**EXERCISE DATA:**
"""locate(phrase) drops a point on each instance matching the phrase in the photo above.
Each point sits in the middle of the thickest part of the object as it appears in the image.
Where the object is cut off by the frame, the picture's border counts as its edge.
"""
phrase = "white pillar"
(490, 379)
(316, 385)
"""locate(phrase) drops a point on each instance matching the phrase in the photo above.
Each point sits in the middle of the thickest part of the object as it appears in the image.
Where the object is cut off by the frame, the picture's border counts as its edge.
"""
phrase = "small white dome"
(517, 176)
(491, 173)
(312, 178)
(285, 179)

**WORK REQUEST:** An exact copy of all the entries is the required answer.

**WRITTEN RESPONSE:**
"""locate(phrase) drops a point on each instance matching the phrase in the photo above.
Each point sits in the middle of the thickest part of the object as it appears in the image.
Where the object is cut off by the frame, the picture's border counts as its edge.
"""
phrase = "white pillar"
(490, 379)
(316, 385)
"""locate(phrase) drops a point on each instance matching the phrase in the photo above.
Each point sits in the middle of the thickest part of the object as it appears in the image.
Where the object is cut off by the frame, the picture's border counts as its edge.
"""
phrase = "small white dome"
(517, 176)
(491, 173)
(312, 178)
(285, 179)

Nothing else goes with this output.